● **What you need to do**
Here are some records. Copy each one exactly.

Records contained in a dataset
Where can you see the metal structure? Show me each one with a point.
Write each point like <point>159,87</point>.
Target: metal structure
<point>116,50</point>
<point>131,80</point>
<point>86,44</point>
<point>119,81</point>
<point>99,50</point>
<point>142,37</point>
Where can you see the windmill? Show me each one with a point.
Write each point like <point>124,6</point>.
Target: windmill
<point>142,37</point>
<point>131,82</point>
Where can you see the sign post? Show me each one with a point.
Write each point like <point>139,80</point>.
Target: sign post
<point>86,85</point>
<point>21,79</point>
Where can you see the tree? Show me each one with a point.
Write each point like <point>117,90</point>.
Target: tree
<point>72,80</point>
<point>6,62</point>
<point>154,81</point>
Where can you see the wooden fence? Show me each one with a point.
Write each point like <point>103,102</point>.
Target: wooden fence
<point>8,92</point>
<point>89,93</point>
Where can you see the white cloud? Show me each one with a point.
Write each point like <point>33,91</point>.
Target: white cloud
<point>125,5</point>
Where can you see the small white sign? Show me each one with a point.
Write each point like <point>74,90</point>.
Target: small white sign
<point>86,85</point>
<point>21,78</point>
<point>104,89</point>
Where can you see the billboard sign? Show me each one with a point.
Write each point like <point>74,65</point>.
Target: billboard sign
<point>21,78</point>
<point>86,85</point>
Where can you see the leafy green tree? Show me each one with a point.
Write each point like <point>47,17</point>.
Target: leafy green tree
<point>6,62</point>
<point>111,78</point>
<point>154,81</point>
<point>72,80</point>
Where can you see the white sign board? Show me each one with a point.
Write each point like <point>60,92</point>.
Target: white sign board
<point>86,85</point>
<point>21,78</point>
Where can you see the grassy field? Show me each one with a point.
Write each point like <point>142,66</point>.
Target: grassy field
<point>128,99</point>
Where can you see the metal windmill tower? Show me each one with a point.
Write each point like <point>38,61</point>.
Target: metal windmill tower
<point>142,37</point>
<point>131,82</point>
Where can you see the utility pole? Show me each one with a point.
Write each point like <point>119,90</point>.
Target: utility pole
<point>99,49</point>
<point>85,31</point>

● **Output for this task**
Where can you see the metal structure? Show me each one with a point.
Write each point like <point>159,87</point>.
Target: metal structure
<point>116,50</point>
<point>131,80</point>
<point>86,44</point>
<point>119,81</point>
<point>99,50</point>
<point>142,37</point>
Where can you see the windmill? Show me each one with a point.
Write each point like <point>124,6</point>.
Target: windmill
<point>142,37</point>
<point>131,82</point>
Where can you see the sign post? Show me each one with a point.
Write each point like <point>139,80</point>.
Target: sign post
<point>86,85</point>
<point>21,79</point>
Where can you see the tree? Show me each one with a point.
Write each point like <point>117,90</point>.
Target: tree
<point>72,80</point>
<point>6,62</point>
<point>154,81</point>
Where can you see the wooden fence? Show me each one with a point.
Write each point like <point>103,102</point>.
Target: wooden fence
<point>8,92</point>
<point>89,93</point>
Where can you see the white cloud? Show me each one with a point.
Write each point like <point>33,91</point>.
Target: white cloud
<point>125,5</point>
Where can you see the small white sign? Show me each one with a point.
Write each point like <point>74,90</point>.
Target: small white sign
<point>86,85</point>
<point>21,78</point>
<point>104,89</point>
Where can you see the billboard sign? Show me each one with a point.
Write each point like <point>74,65</point>.
Target: billboard sign
<point>21,78</point>
<point>86,85</point>
Where can you see the leafy green tree? Show me each one with a point.
Write each point like <point>47,17</point>.
Target: leafy green tree
<point>6,62</point>
<point>111,78</point>
<point>154,81</point>
<point>72,80</point>
Where can you see the white sign board? Show me each one with a point.
Write each point like <point>60,92</point>.
Target: white sign board
<point>86,85</point>
<point>21,78</point>
Where can you see the grassy field? Show me each one with a point.
Write each point like <point>142,66</point>.
Target: grassy field
<point>128,99</point>
Where can you see the metal windmill tower? Show me each one with a point.
Write each point like <point>38,61</point>.
Target: metal windmill tower
<point>142,37</point>
<point>131,82</point>
Where can you see the utility pole? Show me each one with a point.
Write each point like <point>119,90</point>.
Target: utility pole
<point>99,49</point>
<point>85,31</point>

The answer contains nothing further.